**Written problem**
Copy every one of the records below word for word, leaving the pictures out.

^^^^

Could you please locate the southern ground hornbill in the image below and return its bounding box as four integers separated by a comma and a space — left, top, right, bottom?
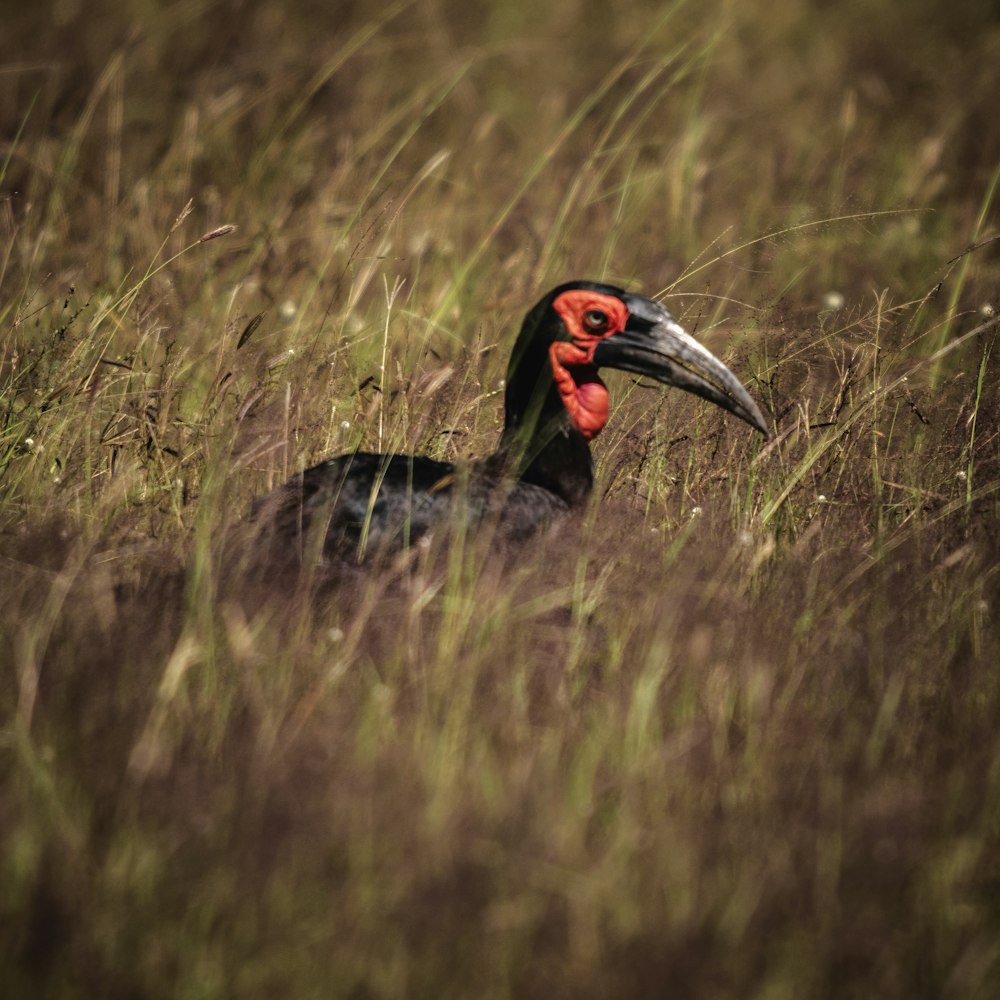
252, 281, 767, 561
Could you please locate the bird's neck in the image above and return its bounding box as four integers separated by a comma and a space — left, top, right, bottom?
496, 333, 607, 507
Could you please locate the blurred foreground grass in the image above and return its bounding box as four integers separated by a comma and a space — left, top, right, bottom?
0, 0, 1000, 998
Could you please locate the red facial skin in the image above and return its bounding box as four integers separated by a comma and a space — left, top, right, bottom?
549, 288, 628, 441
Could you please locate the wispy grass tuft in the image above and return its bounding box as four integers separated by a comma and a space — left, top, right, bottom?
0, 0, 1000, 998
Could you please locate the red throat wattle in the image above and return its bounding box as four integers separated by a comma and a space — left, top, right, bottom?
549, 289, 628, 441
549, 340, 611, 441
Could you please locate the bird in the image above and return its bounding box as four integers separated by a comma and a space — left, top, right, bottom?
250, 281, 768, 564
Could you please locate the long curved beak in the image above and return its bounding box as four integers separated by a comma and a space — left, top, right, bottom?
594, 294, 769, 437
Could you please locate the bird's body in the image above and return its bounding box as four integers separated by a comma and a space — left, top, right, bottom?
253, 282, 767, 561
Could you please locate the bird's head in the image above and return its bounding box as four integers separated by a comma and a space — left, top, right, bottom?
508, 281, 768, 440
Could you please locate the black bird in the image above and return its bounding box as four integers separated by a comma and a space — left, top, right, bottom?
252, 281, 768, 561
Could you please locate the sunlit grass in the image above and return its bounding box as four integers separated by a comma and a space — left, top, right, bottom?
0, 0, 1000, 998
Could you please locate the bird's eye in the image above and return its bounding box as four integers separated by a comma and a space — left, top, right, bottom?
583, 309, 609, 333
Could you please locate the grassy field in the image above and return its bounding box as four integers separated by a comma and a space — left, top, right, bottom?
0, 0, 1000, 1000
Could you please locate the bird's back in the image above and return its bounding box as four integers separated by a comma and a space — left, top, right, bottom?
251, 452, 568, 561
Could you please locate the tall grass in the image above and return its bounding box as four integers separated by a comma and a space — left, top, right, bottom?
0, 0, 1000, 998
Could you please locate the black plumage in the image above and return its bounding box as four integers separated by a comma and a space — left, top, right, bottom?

^^^^

**Response below**
Could you please locate the southern ground hornbill in the image below and return its bounding box as four integers separated by a comma and a space — left, top, right, bottom?
252, 281, 767, 561
Could you please locate the bird's neck in the image above and return its bounding box as four integers separated by a comma and a space — left, top, right, bottom?
496, 333, 607, 507
Could you please locate the blurred foreground grass in the image above and return its bounding box as four integers separated by a comma and a space — left, top, right, bottom?
0, 0, 1000, 998
Could you please locate the red facial skin in the image above and return its bounding box as four integers separated by a comma and a space — left, top, right, bottom?
549, 288, 628, 441
Could you please locate the wispy grass tuft in the image above and return its bounding box as four integers separated by a comma and a space — left, top, right, bottom?
0, 0, 1000, 998
Could you please locate the red throat wattle in the image above and return its bounding box as four integers separated by a comma and a space — left, top, right, bottom?
549, 289, 628, 441
549, 340, 611, 441
Could you please locate the bird in the image above and return its bounding box as four integers separated by a comma and a space — left, top, right, bottom?
250, 281, 768, 564
Could you please locate the long curved beak in the image above and return its bounding box as four integers separated by a comma and a space — left, top, right, bottom?
594, 294, 769, 437
Could you please locate the bird's body in the image above and return its bounding box as four integers separated by a comma and a space — left, top, right, bottom?
253, 282, 767, 561
Could you please locate the bird's head in the image above and return its bounding box as four integers separated by a comma and a space — left, top, right, bottom?
508, 281, 768, 440
Could you please locate the black bird in the image above and return its bounding box as four integers separated by a comma and a space — left, top, right, bottom?
252, 281, 768, 561
Could you please locate the sunlit grass in the image above and return its bounding box as four integers separated by a comma and a space — left, top, right, bottom?
0, 0, 1000, 998
Could you please locate the bird's eye in the image above and return its bounding box as four integers separated by a comma and a space — left, top, right, bottom?
583, 309, 609, 333
Could you please locate the grassy field in the image above and return its bounding box as four integers separated by a comma and a space — left, top, right, bottom?
0, 0, 1000, 1000
Could you please locate the bird's back in the image above and return its bounding box as four integers separated by a comma and a space — left, top, right, bottom?
251, 452, 568, 561
Could you please locate the tall grass in the image above and return its bounding box as four integers separated by a comma and a space — left, top, right, bottom?
0, 0, 1000, 998
Could you please locate the black plumage in the image above and return its bounding box as four integers separated by a comma and a space — left, top, right, bottom?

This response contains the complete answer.